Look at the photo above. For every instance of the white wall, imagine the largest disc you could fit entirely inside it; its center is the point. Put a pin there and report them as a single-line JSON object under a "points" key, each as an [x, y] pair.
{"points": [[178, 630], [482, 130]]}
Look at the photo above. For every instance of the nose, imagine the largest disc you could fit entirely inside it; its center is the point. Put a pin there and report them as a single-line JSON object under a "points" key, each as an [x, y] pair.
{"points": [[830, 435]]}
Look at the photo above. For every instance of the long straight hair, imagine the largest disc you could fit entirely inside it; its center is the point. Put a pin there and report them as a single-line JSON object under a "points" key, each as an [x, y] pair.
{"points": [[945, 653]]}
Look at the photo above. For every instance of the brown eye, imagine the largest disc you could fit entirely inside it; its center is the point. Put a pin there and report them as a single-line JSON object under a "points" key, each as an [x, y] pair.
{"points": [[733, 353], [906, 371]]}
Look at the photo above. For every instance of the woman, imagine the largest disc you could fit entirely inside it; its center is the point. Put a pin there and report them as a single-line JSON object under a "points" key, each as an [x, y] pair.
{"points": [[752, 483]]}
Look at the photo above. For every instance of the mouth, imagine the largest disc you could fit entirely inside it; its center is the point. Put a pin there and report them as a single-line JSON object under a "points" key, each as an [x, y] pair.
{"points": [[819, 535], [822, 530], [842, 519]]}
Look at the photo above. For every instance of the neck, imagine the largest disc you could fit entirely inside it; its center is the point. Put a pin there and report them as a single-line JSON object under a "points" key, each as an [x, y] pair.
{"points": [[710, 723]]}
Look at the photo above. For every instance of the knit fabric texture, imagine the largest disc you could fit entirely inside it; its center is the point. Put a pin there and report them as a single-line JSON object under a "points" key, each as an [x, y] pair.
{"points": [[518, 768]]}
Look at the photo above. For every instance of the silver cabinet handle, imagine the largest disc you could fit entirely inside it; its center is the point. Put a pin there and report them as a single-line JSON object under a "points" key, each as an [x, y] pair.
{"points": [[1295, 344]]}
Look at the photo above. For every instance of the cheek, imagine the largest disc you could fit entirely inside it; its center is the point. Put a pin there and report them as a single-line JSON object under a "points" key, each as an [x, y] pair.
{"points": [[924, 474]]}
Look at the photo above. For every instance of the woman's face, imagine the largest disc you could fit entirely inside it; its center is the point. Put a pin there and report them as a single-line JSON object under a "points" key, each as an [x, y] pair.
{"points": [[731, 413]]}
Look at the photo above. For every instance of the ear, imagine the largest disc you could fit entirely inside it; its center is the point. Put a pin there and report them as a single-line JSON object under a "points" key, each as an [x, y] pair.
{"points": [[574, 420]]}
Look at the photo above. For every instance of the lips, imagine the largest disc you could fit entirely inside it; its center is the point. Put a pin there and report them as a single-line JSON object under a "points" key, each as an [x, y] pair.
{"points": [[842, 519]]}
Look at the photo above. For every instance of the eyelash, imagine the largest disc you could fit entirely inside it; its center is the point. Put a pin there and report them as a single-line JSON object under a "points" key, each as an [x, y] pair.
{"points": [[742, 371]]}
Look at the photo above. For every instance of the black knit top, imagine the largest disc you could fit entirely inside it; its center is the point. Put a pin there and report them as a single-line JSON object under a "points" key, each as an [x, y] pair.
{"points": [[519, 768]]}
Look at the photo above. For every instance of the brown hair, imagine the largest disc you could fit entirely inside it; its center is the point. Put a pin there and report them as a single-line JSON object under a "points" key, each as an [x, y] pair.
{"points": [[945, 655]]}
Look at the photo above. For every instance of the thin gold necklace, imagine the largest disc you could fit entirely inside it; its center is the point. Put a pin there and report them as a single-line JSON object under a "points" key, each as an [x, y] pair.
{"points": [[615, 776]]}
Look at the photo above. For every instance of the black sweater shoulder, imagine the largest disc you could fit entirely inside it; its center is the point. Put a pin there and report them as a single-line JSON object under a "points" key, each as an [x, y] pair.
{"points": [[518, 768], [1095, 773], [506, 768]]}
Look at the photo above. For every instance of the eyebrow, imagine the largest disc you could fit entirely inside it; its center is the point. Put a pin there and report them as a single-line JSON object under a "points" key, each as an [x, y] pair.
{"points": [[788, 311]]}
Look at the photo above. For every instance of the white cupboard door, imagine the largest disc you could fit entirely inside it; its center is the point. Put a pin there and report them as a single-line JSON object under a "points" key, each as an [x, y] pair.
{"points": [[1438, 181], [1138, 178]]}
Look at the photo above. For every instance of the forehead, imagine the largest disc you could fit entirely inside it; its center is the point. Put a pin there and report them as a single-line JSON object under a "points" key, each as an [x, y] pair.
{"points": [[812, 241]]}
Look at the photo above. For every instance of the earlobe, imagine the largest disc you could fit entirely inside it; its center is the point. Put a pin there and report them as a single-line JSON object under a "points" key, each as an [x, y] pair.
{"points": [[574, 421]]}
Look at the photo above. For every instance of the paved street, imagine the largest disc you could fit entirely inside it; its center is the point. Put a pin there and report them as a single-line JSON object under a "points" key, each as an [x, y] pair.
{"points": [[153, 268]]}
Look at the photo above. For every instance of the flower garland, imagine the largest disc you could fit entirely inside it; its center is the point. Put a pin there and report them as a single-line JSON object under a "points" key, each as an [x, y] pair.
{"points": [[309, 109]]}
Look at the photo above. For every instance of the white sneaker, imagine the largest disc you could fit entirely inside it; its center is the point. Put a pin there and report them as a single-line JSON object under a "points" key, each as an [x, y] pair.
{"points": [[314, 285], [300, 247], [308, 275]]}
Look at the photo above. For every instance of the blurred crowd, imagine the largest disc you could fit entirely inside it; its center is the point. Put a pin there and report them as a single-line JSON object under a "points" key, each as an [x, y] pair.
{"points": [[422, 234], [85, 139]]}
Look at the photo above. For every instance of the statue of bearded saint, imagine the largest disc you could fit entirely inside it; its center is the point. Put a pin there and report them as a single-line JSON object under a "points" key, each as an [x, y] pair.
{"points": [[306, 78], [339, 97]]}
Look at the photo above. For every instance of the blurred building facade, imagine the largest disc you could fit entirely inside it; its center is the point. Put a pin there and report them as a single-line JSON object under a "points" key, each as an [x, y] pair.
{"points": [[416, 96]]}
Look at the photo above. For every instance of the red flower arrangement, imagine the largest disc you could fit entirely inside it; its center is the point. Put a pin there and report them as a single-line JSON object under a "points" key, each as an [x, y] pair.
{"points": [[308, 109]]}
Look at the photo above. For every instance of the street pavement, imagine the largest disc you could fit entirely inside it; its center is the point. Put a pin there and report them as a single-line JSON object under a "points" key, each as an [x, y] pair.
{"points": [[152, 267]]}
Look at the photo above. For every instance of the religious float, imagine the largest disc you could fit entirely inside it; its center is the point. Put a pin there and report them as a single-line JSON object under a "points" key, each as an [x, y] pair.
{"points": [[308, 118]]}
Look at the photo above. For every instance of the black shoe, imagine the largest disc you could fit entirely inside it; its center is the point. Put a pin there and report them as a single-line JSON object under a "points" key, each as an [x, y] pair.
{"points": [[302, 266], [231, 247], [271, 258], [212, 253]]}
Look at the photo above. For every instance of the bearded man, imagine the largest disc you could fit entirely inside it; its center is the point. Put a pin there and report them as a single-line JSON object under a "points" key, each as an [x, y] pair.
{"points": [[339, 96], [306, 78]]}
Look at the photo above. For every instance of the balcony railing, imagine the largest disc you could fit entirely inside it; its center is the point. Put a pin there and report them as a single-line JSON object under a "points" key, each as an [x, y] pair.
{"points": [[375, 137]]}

────────────────

▸ **YOUR TASK**
Output, unchanged, the lines from the line with "Look at the photo above. For every instance of the religious" through the final line of the material.

▸ **REPLY TO THE TASK**
Look at the photo above. For every instance of the religious float, imagine the largest disc you could fit entirely inside it; its center is the point. Put a pin there and report them as a single-line JSON object under a "points" key, each as an [x, y] pair.
{"points": [[308, 118]]}
Look at the photo above. For every instance of the black shoe, imagine the largest disc you could fit entirely inside it; its center is the point. Put a pin there and report them as a single-line JSON object under a "points" key, each as an [x, y] pair.
{"points": [[302, 266], [231, 247], [271, 258], [212, 253]]}
Look at the photo above. For every instance of the bearded man, imagine the largest disc you could fit entirely inside it; its center is the point. Put a pin there and report them as a single-line JSON object under a "points" key, each as an [x, y] pair.
{"points": [[339, 96], [306, 78]]}
Look at the photo above. For every instance of the balcony railing, imagine the largest disc you could fit entirely inside it; its center is the point. Put a pin there and report them as a single-line JSON object under a "points" key, each as an [x, y] pair.
{"points": [[375, 137]]}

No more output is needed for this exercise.